### What needs to be done
Copy every row below word for word, leaving out the pictures.

### Stored data

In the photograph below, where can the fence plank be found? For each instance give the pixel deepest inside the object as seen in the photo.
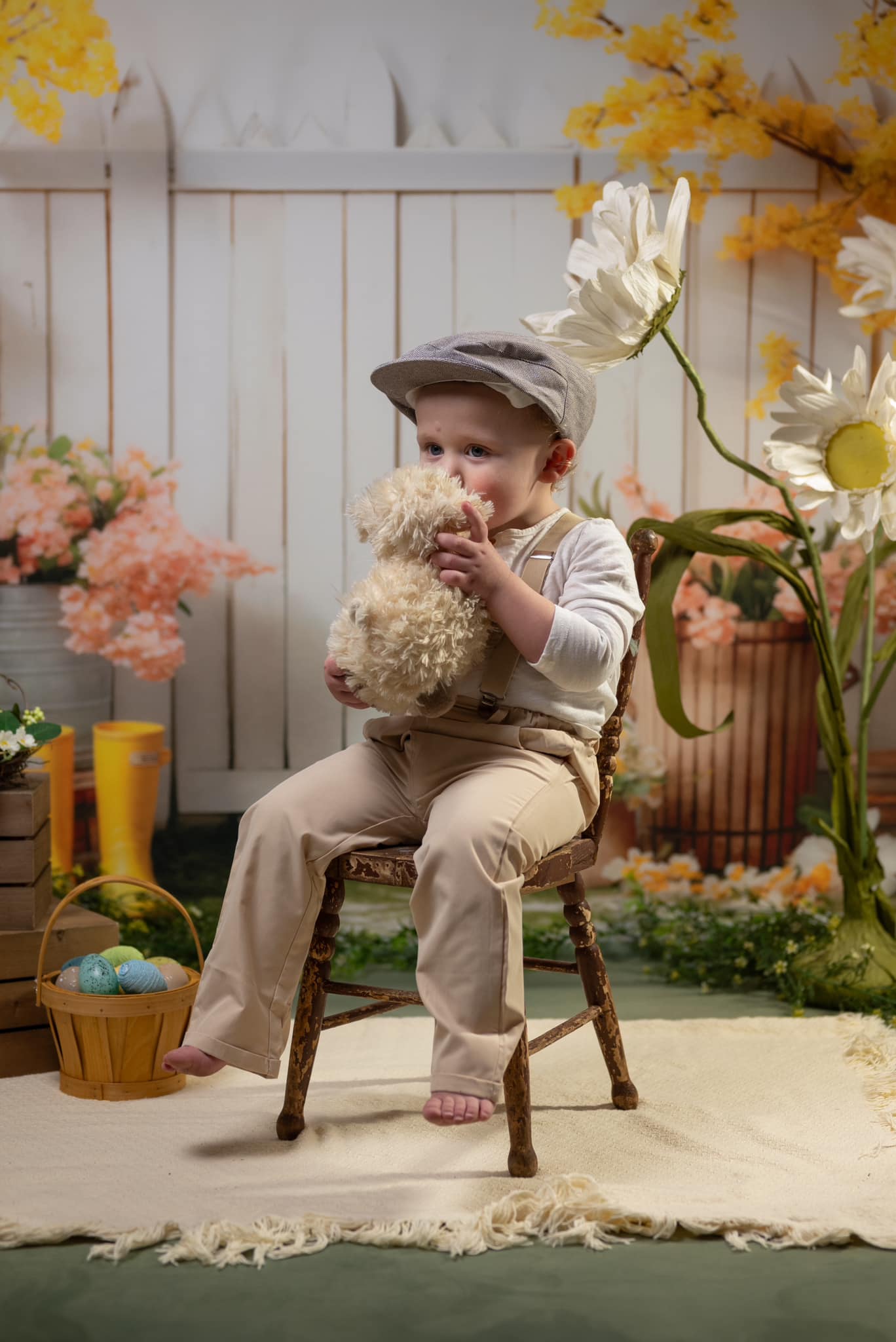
(140, 333)
(314, 448)
(200, 426)
(257, 333)
(369, 340)
(79, 316)
(779, 301)
(23, 309)
(426, 286)
(717, 344)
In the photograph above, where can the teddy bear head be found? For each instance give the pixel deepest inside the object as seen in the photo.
(403, 513)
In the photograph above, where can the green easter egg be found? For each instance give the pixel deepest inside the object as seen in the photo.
(97, 976)
(119, 955)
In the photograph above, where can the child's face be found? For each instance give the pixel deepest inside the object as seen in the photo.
(505, 454)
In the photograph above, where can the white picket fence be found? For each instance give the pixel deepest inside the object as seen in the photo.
(225, 305)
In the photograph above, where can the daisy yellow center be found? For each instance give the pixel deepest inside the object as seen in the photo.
(856, 457)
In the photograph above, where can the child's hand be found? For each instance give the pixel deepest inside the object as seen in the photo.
(334, 681)
(470, 563)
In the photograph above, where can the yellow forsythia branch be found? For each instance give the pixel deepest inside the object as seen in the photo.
(779, 356)
(57, 43)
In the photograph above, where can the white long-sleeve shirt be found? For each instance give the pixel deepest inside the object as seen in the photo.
(591, 581)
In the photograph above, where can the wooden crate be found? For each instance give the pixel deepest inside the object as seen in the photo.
(26, 1042)
(24, 908)
(26, 877)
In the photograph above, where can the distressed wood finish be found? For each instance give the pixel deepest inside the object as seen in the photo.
(309, 1014)
(522, 1161)
(563, 869)
(597, 991)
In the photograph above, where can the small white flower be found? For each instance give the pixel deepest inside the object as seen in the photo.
(842, 450)
(625, 285)
(874, 258)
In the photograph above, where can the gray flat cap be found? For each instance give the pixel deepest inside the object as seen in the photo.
(542, 374)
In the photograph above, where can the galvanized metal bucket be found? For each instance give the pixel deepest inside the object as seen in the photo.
(71, 687)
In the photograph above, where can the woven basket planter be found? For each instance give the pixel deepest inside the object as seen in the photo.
(732, 796)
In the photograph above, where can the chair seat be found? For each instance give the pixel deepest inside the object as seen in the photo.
(395, 866)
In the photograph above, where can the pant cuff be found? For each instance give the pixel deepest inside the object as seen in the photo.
(234, 1056)
(460, 1084)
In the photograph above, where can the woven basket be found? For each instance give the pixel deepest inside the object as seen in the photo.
(113, 1047)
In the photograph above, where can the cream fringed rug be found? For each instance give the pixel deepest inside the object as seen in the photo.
(779, 1132)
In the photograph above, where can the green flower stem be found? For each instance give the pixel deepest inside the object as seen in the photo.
(846, 811)
(821, 596)
(865, 716)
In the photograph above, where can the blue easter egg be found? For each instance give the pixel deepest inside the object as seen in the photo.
(138, 976)
(97, 976)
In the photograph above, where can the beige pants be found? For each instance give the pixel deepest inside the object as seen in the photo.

### Solution to this problem
In the photograph below, where can the fence plank be found? For each instance give the pixel deepest inside the object as seen in the photo.
(140, 333)
(314, 448)
(200, 426)
(257, 333)
(369, 340)
(79, 316)
(779, 301)
(23, 309)
(426, 286)
(717, 344)
In the photograph above, where can the teddy bear head be found? For each instance give the pixel deepest inside the object as seen in the photo.
(403, 513)
In the photograph above, where can the green easter egg be found? For each instance give the pixel deepest inside the object as seen in the photo.
(97, 976)
(119, 955)
In the photograph above, where can the child's face be found? For each instance give the pixel deepest inside the object as seen in the photo.
(505, 454)
In the photograph above, where can the white picket fence be found? For each instance give the pixel deepest inside the object as seen in the photo.
(225, 305)
In the photograph above, where can the daisy yellow center be found? For each instance give the pixel deepest inside the object as seen in the photo.
(856, 457)
In the photograph above, where can the child's hand be found? For each instance give the pixel deepest inside the object as seen in the photo.
(334, 681)
(470, 563)
In the photograph above, where can the yellow forsythia branch be found? For each instance give the pixel deepest inside the object as seen in the photo.
(779, 356)
(57, 43)
In the photograph above, where can the white long-sleeve shirt be found? For each instance give the pixel deepest inside the object as seen in the photo.
(591, 581)
In the photograph above, where can the wooden crate be found? For each instance give the pixel deepest inside the object as seen in the photo.
(26, 1042)
(24, 908)
(26, 877)
In the photograph above, where can the distressed wood finish be found? For each instance give the pixel deepest inside the object as seen in the photo.
(309, 1014)
(522, 1161)
(563, 869)
(597, 991)
In the photograph above, where can the small white flower be found? For each instance give the pixel deepest inside the object as seen in the photo.
(842, 450)
(625, 285)
(874, 258)
In the photograph above, where can the gray flat cap be found? For each instance give the pixel deepest inside the object as seen in the photo.
(542, 374)
In the photograph above, where can the galvanized metal bucket be found? For each instance give the pixel deepest inside the object as seen in the photo.
(71, 687)
In the photograph above, where can the woven basket planter be found? For each instance give the pixel deepest inside the object as seen in the photo.
(732, 796)
In the photograph above, where can the chair seat be found? For each instance give the pixel deepest inside the object as seen in the photo.
(395, 866)
In the photograph above, where can the pant cuff be found? For each instance give the pixel deepest inside the object as seen in the photo.
(234, 1056)
(460, 1084)
In the photograph above, where can the woven basket be found? For each instance give the pixel deepest inside the object as seen in the photo.
(113, 1047)
In the photograph above, where can the cream fringed rug be found? For each instance give the pixel deepest inside the object as seen in the photo.
(779, 1132)
In the photograph above, where can the green flower stem be found? For each instance give the pixel deepest inside the object as seen in the photo.
(846, 811)
(821, 596)
(865, 716)
In the photograph above, where can the blue easter egg be found? For each instance give the pixel deepest inside the object as seen in the photo.
(138, 976)
(97, 976)
In the photograph above, where can the beige pants be found? For each instance give the pixel deepest inside the object as seen in the photo.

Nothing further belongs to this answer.